──────── Provided data ────────

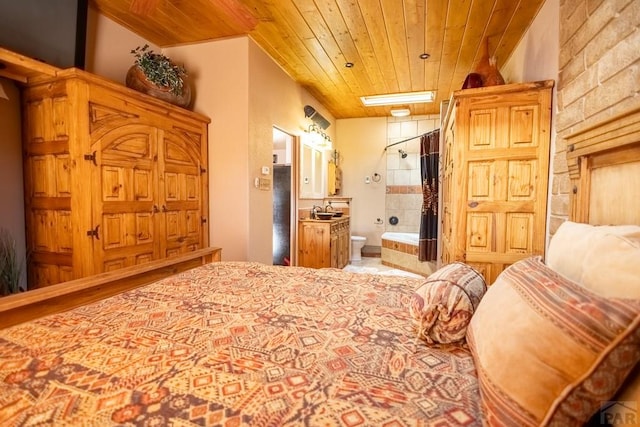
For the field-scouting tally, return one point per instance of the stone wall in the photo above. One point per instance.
(599, 77)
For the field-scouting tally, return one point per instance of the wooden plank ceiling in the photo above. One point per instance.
(313, 40)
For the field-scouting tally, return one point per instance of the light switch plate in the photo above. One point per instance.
(265, 184)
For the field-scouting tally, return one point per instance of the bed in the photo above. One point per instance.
(229, 343)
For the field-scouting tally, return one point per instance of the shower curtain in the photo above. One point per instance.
(429, 157)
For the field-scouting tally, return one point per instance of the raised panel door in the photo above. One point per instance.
(179, 194)
(495, 177)
(124, 206)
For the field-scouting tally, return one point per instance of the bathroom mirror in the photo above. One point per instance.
(313, 170)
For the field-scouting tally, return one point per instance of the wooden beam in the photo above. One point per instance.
(18, 308)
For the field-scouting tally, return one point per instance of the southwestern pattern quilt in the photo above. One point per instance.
(238, 344)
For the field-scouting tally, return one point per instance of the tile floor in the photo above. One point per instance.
(374, 266)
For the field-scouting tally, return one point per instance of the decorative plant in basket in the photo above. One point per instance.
(158, 76)
(10, 266)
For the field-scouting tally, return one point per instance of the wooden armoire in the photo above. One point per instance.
(113, 177)
(494, 171)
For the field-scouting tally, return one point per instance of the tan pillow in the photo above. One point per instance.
(605, 259)
(547, 350)
(442, 307)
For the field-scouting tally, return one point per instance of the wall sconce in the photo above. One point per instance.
(317, 118)
(318, 137)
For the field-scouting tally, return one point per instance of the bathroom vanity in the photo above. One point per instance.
(323, 243)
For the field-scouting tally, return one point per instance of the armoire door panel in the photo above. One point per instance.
(523, 126)
(42, 169)
(63, 175)
(481, 178)
(519, 232)
(495, 190)
(480, 232)
(482, 129)
(522, 179)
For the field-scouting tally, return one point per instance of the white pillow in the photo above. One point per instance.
(604, 259)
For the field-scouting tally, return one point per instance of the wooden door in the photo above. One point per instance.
(505, 172)
(180, 195)
(125, 206)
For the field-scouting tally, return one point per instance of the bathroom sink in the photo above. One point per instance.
(324, 215)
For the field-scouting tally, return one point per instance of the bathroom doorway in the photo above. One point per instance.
(283, 197)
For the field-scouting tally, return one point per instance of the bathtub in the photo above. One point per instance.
(400, 250)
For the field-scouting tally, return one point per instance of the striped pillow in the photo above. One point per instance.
(547, 350)
(442, 307)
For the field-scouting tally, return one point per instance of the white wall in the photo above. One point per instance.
(109, 45)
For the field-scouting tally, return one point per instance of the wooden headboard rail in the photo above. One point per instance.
(614, 141)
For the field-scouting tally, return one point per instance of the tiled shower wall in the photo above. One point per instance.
(599, 77)
(404, 188)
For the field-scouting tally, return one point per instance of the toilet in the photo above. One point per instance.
(357, 243)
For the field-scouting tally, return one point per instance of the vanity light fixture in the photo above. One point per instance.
(398, 98)
(318, 137)
(400, 112)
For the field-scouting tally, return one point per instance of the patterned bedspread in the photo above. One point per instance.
(238, 344)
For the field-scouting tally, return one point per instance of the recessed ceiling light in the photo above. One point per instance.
(398, 98)
(400, 112)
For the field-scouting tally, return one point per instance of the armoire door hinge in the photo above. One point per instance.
(91, 157)
(94, 232)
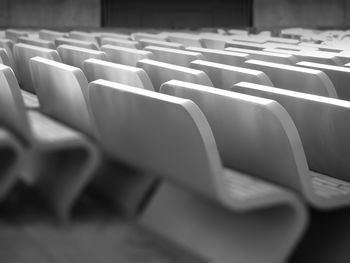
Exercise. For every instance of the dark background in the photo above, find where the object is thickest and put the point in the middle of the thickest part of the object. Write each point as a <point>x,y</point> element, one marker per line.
<point>190,14</point>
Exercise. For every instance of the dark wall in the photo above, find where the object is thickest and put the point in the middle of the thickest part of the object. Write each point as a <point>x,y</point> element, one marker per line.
<point>177,14</point>
<point>304,13</point>
<point>50,13</point>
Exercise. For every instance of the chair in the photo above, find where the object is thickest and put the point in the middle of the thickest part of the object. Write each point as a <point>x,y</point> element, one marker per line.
<point>235,210</point>
<point>320,123</point>
<point>98,69</point>
<point>36,42</point>
<point>22,53</point>
<point>309,55</point>
<point>14,34</point>
<point>246,45</point>
<point>339,76</point>
<point>59,160</point>
<point>225,76</point>
<point>295,78</point>
<point>174,56</point>
<point>74,42</point>
<point>140,35</point>
<point>121,43</point>
<point>221,56</point>
<point>188,40</point>
<point>75,56</point>
<point>152,42</point>
<point>160,72</point>
<point>262,141</point>
<point>84,37</point>
<point>63,94</point>
<point>287,59</point>
<point>50,35</point>
<point>7,44</point>
<point>126,56</point>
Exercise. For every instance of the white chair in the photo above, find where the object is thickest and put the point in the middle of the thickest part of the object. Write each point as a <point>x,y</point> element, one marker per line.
<point>287,59</point>
<point>204,197</point>
<point>125,56</point>
<point>295,78</point>
<point>98,69</point>
<point>36,42</point>
<point>174,56</point>
<point>74,42</point>
<point>59,160</point>
<point>225,76</point>
<point>22,53</point>
<point>320,123</point>
<point>121,43</point>
<point>75,56</point>
<point>160,72</point>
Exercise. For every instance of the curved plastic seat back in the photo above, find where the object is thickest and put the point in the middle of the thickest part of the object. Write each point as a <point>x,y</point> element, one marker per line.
<point>221,56</point>
<point>75,56</point>
<point>225,76</point>
<point>160,72</point>
<point>36,42</point>
<point>174,56</point>
<point>138,127</point>
<point>75,42</point>
<point>62,92</point>
<point>152,42</point>
<point>287,59</point>
<point>295,78</point>
<point>120,43</point>
<point>98,69</point>
<point>320,123</point>
<point>22,53</point>
<point>12,106</point>
<point>340,77</point>
<point>126,56</point>
<point>254,135</point>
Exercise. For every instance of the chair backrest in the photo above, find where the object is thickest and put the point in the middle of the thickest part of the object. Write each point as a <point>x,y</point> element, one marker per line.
<point>75,56</point>
<point>287,59</point>
<point>125,56</point>
<point>12,109</point>
<point>247,45</point>
<point>253,135</point>
<point>50,35</point>
<point>120,42</point>
<point>62,93</point>
<point>309,55</point>
<point>22,53</point>
<point>7,44</point>
<point>295,78</point>
<point>174,56</point>
<point>321,47</point>
<point>156,132</point>
<point>13,34</point>
<point>102,35</point>
<point>84,36</point>
<point>188,40</point>
<point>250,39</point>
<point>320,123</point>
<point>160,72</point>
<point>36,42</point>
<point>282,40</point>
<point>152,42</point>
<point>221,56</point>
<point>4,58</point>
<point>74,42</point>
<point>140,35</point>
<point>225,76</point>
<point>99,69</point>
<point>340,76</point>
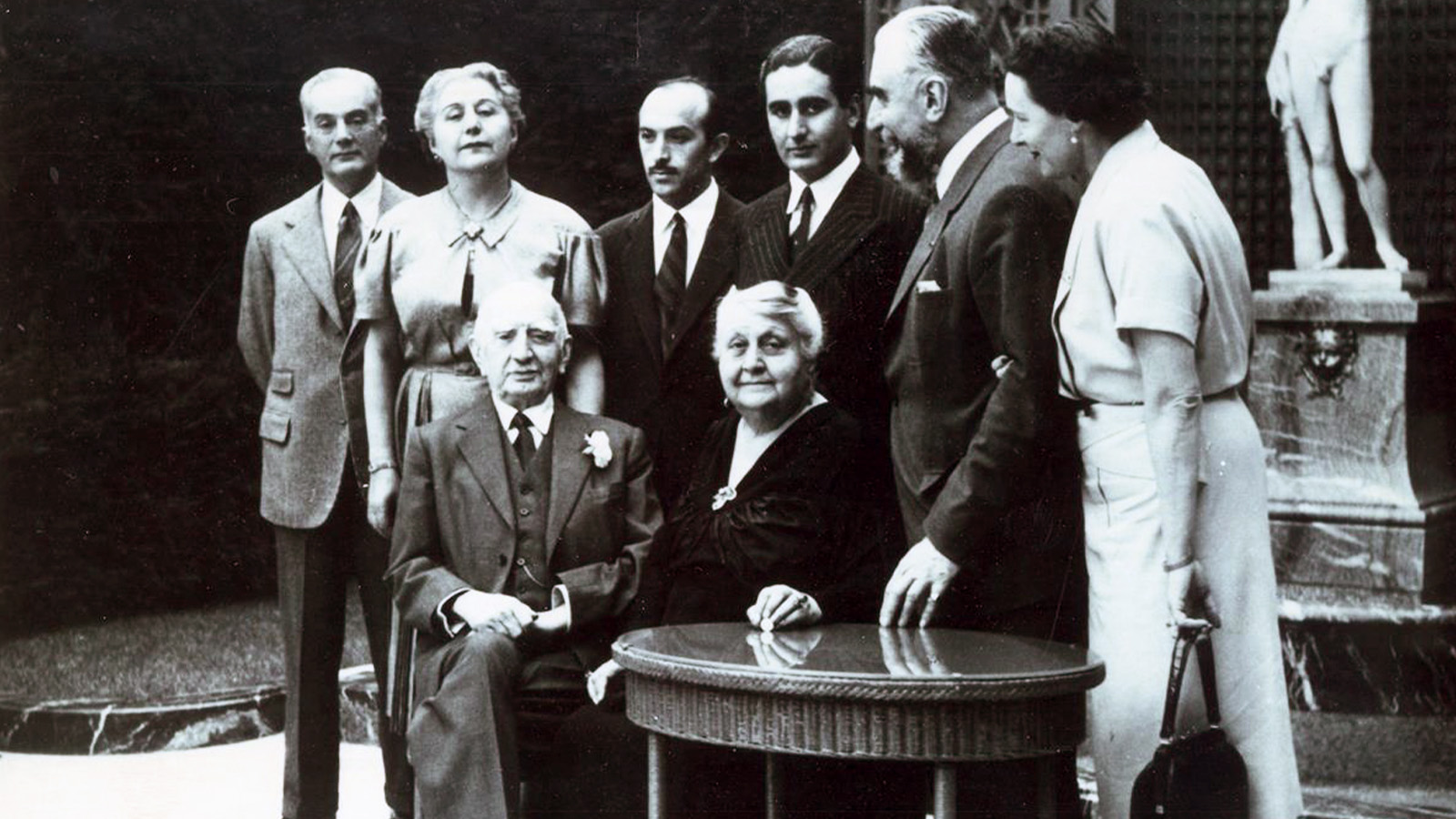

────────

> Goal of the exercise: Copy the lines above exactly and exclude every image.

> Answer section:
For the field-scouting tally, return one point per instance of the stone wall in the photo above. One point per instance.
(599, 77)
For the field-scouting tally, return one point per instance of the wooden plank ceiling in the photo above. One point per instance.
(313, 40)
For the field-scouting tally, return one point per instance of the light switch plate in the photo above. One point per instance.
(265, 184)
For the field-scouting tally, return one point per instance of the bed in the photo above. One point per instance.
(229, 343)
For the field-scouting tally, return one point per instance of the shower curtain in the photo above. One point per instance.
(429, 157)
For the field-scouting tally, return one point per instance of the raised panel door in the photo above. One point per instance.
(179, 194)
(495, 177)
(124, 206)
For the field-scouting tally, return one point per instance of the bathroom mirror in the photo above. One point per instance.
(313, 170)
For the field-scouting tally, return one point per instance of the wooden beam in the photo above. One point per instance.
(18, 308)
For the field-scouting tally, return one point per instance of the southwestern pattern quilt in the photo above. One point per instance.
(238, 344)
For the field-scouting tally, return one point per instance of the tile floor in the photo above. One point per instance.
(374, 266)
For the field-scouting tally, return one point per instance of the decorative plant in basket in the photo above. One point per instance.
(158, 76)
(10, 266)
For the field-scouting tally, return one point per instance of the wooden armoire in the photo above. One point per instance.
(113, 177)
(494, 171)
For the field-scouting tally, return one point per instance of the tan pillow in the photo above. One point per instance.
(605, 259)
(547, 350)
(442, 307)
For the field-scouting tally, return one point per instance of the wall sconce in the photo above. One point per instance.
(317, 118)
(318, 137)
For the field-scouting tally, return one point per instance of the bathroom vanity in the photo above. One point per instance.
(323, 243)
For the field-scouting tally, return one point per instance of the armoire door panel in the photo above. One point per instance.
(523, 126)
(42, 169)
(63, 175)
(481, 178)
(519, 232)
(495, 190)
(480, 232)
(482, 129)
(522, 179)
For the field-scouting tally, return one point per instance of the white pillow in the photo above. One point per instance.
(604, 259)
For the field-scouting tally, return one point per instance of the wooden door in the photo above. One point per instance.
(505, 172)
(180, 195)
(125, 206)
For the field-scouting tally, return one point per instance of the bathroom sink in the photo above. One point per instance.
(324, 215)
For the field-scouting tally, return one point per instance of the bathroom doorway in the photo above. One point per instance.
(283, 197)
For the field-scouting tally, return one point per instance of the bathtub in the photo above. One point per instance.
(400, 250)
For the field-scouting tally, return one point per instance of the striped pillow in the photo above. One point per instance.
(547, 350)
(442, 307)
For the field-scouting tally, return one point per instance of the white wall in the photo above. One point per instance.
(109, 45)
For the field-scouting tally, return one point per instance of the wooden headboard rail in the photo above. One point per instance.
(614, 141)
For the field-scouting tally, return one point per instance of the tiled shower wall in the photo above. One point per instance.
(599, 77)
(404, 188)
For the field-scouting tally, return one point per instance of the toilet in the photo above. One point per instance.
(357, 243)
For the field-scouting tally, return one point per instance of the vanity light fixture in the photo above. One point per instance.
(398, 98)
(318, 137)
(400, 112)
For the field-scouting tally, return one point per instance of the patterned bedspread in the photo above. One point per instance.
(238, 344)
For the field-scouting tally, return one point per instance of the recessed ceiling light in the photo above. One point per instance.
(398, 98)
(400, 112)
For the field-scouting tally, return one point per instance of the armoire door hinge in the photo above. One point per instance.
(91, 157)
(94, 232)
Exercise. For every instance of the dark background in the photo above, find where the object is thickest and put the point in the middle of the thickest part of the object. Write each point as a <point>x,y</point> element, one marker per line.
<point>190,14</point>
Exercise. For every instance of the dark wall in the photo above, find where the object is thickest and put the point in the middle of the thickest part of the object. Write each point as a <point>x,y</point> element, one marker per line.
<point>177,14</point>
<point>304,13</point>
<point>50,13</point>
Exercise. For every instance of the chair in the photo above, find where the object is thickest and put the point in the middle of the thickest part of the object. Write each point as a <point>x,y</point> element, one marker per line.
<point>235,210</point>
<point>320,123</point>
<point>98,69</point>
<point>36,42</point>
<point>22,53</point>
<point>309,55</point>
<point>14,34</point>
<point>246,45</point>
<point>339,76</point>
<point>59,160</point>
<point>225,76</point>
<point>295,78</point>
<point>174,56</point>
<point>74,42</point>
<point>140,35</point>
<point>121,43</point>
<point>221,56</point>
<point>188,40</point>
<point>75,56</point>
<point>152,42</point>
<point>160,72</point>
<point>262,141</point>
<point>84,37</point>
<point>63,94</point>
<point>287,59</point>
<point>50,35</point>
<point>7,44</point>
<point>126,56</point>
Exercise. For every instance of the white chair in the photo above, find where the object is thickest and put the point in the middle of the thickest part of the object. Write each point as a <point>x,y</point> element, one marker per line.
<point>287,59</point>
<point>204,197</point>
<point>125,56</point>
<point>295,78</point>
<point>98,69</point>
<point>36,42</point>
<point>174,56</point>
<point>74,42</point>
<point>59,160</point>
<point>225,76</point>
<point>22,53</point>
<point>320,123</point>
<point>121,43</point>
<point>75,56</point>
<point>160,72</point>
Exercise. For every instance of the curved plastic seat back in the photo above, find where the object is thickest and put the point in the middle of the thickest part of the object. Write each point as a <point>x,y</point> element, one marker per line.
<point>221,56</point>
<point>75,56</point>
<point>225,76</point>
<point>160,72</point>
<point>36,42</point>
<point>174,56</point>
<point>138,127</point>
<point>75,42</point>
<point>62,92</point>
<point>152,42</point>
<point>287,59</point>
<point>295,78</point>
<point>120,43</point>
<point>98,69</point>
<point>320,123</point>
<point>22,53</point>
<point>12,106</point>
<point>340,77</point>
<point>126,56</point>
<point>254,135</point>
Exercise. For every instance of the chair backrest in the photo above, find where the object is thickest and put the point in the middle of the thickest part of the object. Write each point as a <point>x,y</point> element, one marker per line.
<point>75,56</point>
<point>287,59</point>
<point>125,56</point>
<point>12,109</point>
<point>247,45</point>
<point>253,135</point>
<point>50,35</point>
<point>120,42</point>
<point>62,93</point>
<point>309,55</point>
<point>22,53</point>
<point>7,44</point>
<point>295,78</point>
<point>174,56</point>
<point>321,47</point>
<point>156,132</point>
<point>13,34</point>
<point>102,35</point>
<point>84,36</point>
<point>188,40</point>
<point>250,39</point>
<point>320,123</point>
<point>160,72</point>
<point>36,42</point>
<point>282,40</point>
<point>152,42</point>
<point>221,56</point>
<point>4,58</point>
<point>74,42</point>
<point>140,35</point>
<point>225,76</point>
<point>99,69</point>
<point>340,76</point>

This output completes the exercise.